▸ **TASK GOAL**: Reproduce the material word for word, from its first line through the line containing "column 130, row 264", both included, and leave out any pictures.

%%

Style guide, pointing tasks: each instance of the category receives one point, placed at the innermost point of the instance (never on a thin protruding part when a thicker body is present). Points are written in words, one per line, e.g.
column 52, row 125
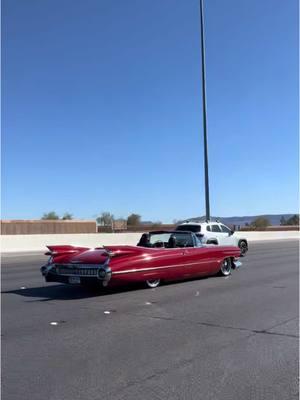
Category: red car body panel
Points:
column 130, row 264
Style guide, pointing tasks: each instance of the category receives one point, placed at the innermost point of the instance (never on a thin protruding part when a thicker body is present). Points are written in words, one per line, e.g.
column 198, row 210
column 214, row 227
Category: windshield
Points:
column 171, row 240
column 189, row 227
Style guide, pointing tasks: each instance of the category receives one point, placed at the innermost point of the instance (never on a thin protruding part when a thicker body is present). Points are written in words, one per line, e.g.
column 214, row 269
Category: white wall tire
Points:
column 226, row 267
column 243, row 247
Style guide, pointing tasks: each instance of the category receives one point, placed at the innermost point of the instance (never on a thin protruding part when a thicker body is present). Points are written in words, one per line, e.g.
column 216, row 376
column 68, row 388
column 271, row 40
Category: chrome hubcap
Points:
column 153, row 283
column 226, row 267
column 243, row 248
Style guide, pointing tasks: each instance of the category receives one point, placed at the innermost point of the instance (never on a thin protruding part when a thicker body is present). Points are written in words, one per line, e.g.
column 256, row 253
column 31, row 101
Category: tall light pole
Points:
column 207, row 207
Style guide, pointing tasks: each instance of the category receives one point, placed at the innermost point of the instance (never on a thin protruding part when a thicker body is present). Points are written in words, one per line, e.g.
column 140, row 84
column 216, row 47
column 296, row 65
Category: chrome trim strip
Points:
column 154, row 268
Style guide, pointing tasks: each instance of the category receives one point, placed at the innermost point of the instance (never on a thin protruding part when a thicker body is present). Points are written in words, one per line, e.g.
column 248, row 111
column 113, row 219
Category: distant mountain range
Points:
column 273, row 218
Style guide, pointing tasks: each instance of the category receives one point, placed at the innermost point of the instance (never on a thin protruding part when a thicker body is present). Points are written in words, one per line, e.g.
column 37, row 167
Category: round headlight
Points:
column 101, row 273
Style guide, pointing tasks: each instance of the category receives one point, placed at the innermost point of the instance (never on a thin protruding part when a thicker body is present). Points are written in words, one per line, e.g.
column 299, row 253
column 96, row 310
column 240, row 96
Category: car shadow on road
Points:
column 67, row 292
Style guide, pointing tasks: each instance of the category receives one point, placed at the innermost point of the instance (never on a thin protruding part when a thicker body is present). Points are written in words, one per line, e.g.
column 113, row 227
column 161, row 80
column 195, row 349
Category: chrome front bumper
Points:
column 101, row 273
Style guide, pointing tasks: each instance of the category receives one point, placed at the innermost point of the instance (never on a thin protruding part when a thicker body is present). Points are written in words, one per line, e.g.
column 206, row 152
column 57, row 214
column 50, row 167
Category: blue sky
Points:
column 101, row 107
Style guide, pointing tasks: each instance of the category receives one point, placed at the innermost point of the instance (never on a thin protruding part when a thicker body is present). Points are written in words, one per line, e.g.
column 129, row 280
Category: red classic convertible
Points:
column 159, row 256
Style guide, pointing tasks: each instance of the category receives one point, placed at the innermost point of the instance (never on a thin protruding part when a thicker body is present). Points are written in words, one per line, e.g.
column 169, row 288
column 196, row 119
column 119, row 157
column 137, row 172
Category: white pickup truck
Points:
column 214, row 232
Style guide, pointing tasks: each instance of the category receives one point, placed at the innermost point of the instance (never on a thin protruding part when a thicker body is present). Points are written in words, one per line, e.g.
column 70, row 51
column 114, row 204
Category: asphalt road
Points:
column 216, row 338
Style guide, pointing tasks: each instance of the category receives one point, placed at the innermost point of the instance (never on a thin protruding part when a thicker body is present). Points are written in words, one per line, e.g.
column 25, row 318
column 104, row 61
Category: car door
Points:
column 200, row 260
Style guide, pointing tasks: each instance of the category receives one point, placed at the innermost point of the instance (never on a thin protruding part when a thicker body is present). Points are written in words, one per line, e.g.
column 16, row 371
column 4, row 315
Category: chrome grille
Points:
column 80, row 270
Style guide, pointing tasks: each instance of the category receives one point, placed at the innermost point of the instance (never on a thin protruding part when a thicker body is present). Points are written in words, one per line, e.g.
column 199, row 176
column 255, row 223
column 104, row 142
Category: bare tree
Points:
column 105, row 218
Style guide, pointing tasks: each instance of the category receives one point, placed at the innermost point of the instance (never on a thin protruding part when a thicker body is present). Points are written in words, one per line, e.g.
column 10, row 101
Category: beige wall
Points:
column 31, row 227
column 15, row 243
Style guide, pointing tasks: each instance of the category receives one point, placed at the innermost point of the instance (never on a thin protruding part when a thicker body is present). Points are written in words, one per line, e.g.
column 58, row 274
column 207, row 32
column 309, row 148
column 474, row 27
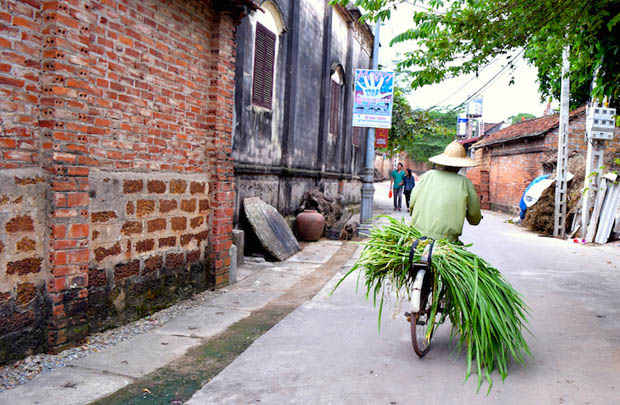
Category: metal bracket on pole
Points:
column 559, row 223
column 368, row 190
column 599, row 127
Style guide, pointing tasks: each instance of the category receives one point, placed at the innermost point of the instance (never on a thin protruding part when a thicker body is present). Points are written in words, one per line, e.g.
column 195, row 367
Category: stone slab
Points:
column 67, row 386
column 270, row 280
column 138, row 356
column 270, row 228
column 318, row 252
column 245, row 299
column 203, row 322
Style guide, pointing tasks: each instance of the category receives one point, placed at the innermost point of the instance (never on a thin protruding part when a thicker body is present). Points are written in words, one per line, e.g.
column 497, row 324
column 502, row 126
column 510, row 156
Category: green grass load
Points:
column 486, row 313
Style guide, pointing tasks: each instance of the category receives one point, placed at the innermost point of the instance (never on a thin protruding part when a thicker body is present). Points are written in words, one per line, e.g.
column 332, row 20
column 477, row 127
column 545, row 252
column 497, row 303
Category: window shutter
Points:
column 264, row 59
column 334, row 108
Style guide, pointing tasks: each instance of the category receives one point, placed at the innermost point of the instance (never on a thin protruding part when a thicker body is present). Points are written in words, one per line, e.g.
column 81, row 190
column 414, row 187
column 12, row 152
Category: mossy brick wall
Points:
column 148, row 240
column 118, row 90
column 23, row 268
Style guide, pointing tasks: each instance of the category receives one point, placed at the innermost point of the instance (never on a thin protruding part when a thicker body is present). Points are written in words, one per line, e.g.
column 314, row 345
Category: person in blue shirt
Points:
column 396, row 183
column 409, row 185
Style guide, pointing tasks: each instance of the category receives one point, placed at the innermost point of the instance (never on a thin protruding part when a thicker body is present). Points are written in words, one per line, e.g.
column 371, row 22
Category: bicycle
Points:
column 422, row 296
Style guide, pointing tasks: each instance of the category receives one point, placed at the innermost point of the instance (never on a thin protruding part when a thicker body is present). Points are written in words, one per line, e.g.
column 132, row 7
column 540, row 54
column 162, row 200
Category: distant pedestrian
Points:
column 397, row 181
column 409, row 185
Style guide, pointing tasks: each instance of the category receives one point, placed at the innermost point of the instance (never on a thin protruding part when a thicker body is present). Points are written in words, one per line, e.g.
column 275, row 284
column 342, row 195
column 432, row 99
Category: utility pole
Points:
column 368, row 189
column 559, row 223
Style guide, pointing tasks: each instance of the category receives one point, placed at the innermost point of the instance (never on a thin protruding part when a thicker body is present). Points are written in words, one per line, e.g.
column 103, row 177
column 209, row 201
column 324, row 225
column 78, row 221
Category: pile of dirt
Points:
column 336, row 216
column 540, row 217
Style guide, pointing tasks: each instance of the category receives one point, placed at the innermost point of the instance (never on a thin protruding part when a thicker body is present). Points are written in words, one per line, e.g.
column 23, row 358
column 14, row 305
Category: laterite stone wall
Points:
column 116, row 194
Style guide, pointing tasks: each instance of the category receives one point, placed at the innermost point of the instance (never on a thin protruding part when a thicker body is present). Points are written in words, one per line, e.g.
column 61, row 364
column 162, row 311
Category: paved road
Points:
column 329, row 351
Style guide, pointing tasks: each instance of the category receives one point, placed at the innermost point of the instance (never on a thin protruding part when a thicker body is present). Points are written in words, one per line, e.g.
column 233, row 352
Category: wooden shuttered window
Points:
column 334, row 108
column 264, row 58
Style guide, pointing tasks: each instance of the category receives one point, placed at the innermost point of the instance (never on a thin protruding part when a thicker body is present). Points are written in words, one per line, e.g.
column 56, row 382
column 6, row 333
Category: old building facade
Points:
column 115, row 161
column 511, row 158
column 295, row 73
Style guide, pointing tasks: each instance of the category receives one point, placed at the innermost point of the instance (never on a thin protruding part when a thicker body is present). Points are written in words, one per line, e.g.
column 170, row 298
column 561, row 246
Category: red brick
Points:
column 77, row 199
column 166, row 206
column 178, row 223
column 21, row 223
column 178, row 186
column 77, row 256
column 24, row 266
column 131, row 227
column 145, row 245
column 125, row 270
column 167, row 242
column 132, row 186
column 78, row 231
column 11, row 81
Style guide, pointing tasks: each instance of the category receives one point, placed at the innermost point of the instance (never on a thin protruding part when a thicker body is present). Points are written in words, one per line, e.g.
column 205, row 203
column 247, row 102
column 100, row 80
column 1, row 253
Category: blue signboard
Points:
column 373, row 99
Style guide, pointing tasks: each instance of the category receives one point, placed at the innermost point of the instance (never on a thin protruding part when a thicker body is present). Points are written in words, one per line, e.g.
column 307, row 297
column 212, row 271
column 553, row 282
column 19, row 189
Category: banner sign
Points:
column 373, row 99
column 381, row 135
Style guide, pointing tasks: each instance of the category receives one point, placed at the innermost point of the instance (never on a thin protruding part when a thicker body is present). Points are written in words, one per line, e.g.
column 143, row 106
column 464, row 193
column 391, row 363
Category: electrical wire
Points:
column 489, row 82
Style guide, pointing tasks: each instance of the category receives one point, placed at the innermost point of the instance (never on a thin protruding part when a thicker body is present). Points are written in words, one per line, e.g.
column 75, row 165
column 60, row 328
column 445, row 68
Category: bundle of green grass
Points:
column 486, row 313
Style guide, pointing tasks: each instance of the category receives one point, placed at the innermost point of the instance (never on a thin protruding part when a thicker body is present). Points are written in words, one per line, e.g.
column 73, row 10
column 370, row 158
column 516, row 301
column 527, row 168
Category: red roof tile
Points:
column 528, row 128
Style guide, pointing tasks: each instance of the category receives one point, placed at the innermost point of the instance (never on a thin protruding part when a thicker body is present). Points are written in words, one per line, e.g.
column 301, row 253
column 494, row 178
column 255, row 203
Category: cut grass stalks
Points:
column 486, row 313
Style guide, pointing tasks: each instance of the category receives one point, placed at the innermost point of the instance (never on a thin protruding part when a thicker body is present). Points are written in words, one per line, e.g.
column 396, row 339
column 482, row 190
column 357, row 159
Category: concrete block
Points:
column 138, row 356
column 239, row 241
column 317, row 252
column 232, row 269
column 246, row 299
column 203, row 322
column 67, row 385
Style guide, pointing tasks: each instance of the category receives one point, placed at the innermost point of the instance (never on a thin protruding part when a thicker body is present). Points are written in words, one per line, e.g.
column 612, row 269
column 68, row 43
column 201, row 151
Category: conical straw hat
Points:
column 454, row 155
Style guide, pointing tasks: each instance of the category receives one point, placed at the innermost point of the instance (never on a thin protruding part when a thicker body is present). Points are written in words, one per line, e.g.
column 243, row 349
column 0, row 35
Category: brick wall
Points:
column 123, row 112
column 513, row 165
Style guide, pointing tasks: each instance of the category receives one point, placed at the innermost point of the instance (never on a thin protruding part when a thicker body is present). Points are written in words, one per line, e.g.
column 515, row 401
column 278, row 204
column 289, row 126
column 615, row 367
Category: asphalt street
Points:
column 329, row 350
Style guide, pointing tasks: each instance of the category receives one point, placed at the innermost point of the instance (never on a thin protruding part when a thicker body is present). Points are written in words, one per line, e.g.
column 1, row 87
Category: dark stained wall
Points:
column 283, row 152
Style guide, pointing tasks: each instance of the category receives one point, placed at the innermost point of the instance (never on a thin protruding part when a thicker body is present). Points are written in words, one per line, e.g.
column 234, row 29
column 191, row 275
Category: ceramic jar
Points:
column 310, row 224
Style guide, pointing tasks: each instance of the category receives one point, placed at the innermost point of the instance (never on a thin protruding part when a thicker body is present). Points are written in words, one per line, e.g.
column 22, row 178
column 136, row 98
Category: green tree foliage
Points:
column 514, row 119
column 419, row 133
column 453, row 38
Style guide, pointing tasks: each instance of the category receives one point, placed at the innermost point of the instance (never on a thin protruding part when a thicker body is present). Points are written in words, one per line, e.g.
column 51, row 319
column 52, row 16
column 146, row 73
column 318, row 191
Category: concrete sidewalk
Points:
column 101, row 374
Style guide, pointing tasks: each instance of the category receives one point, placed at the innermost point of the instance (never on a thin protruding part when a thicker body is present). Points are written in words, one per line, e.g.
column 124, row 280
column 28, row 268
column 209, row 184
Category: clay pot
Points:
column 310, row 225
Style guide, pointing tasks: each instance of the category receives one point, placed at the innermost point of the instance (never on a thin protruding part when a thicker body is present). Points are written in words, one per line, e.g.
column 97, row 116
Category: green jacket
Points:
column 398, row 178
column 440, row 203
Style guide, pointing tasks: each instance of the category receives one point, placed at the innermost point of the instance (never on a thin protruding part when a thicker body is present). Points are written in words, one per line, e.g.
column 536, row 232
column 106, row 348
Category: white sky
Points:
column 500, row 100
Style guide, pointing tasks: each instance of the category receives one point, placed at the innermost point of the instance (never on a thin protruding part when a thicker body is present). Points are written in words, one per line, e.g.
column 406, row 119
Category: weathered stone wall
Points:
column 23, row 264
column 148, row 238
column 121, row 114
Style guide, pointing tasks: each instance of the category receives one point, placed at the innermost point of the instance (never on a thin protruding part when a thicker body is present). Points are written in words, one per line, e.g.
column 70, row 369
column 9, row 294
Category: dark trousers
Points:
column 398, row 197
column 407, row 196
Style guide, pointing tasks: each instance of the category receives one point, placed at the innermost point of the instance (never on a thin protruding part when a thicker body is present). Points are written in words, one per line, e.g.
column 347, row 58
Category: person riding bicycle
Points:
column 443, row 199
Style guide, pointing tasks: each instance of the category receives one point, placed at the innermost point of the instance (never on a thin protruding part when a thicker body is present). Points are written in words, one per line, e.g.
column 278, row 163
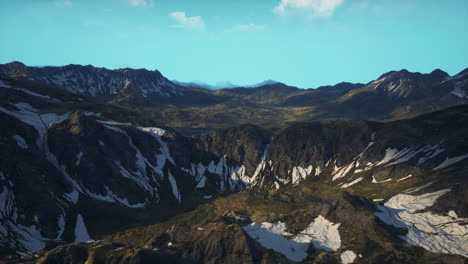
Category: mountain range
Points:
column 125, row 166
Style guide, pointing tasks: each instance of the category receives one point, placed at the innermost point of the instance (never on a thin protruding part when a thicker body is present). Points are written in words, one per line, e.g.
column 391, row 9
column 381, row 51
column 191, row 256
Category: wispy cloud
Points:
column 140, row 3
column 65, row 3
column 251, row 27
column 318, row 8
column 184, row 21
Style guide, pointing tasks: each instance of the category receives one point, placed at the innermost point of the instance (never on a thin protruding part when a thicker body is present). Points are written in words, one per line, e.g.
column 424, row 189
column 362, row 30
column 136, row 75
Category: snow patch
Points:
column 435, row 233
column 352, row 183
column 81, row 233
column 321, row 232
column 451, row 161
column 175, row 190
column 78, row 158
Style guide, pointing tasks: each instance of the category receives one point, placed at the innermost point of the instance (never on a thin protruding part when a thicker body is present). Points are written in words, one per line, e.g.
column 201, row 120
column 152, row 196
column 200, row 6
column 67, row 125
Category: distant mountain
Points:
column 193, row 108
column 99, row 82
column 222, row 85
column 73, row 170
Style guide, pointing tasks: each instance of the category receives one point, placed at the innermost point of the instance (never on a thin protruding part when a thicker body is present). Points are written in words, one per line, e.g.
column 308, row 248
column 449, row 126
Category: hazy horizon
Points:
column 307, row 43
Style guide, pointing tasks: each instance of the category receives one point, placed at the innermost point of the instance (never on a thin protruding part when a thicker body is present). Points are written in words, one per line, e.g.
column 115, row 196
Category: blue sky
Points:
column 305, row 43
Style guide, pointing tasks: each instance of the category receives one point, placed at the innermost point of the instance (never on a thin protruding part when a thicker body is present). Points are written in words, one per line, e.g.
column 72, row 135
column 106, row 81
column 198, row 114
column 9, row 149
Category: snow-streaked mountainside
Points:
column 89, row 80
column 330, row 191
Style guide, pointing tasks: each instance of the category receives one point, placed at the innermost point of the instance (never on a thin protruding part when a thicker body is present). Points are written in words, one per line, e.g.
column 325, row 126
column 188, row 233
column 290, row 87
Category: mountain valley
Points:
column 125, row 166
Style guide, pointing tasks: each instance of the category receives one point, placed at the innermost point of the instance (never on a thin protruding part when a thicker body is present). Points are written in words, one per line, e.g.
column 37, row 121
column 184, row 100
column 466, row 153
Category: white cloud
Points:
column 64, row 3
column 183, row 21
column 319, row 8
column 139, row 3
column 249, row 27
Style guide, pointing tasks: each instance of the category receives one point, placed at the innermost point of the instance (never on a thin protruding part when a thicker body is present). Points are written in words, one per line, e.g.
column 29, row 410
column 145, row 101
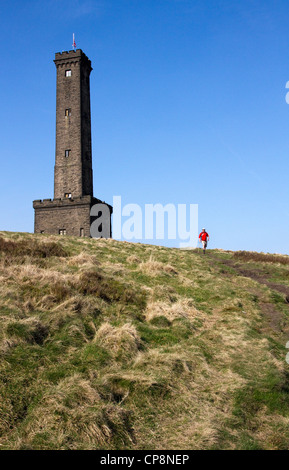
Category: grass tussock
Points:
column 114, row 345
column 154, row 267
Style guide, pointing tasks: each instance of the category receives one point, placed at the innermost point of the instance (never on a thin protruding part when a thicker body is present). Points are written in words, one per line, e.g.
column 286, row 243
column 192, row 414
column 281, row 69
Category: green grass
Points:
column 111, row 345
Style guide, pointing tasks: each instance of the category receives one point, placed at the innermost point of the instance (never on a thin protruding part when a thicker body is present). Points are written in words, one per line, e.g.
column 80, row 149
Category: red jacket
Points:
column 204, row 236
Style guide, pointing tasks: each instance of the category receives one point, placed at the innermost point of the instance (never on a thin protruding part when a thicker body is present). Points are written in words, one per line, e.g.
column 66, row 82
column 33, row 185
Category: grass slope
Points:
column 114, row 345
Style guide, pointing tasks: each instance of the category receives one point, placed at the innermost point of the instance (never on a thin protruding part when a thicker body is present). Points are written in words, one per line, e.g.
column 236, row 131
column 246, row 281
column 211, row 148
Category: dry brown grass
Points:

%%

▸ **WRITTEN REPLY**:
Style guide, pointing tasks: each instance of the category receives one point, placed at the innermost point of the instance (never on a thin protruding part when a thicker body is present). Points are written in words, one per line, e.g.
column 52, row 125
Category: red car body panel
Points:
column 130, row 264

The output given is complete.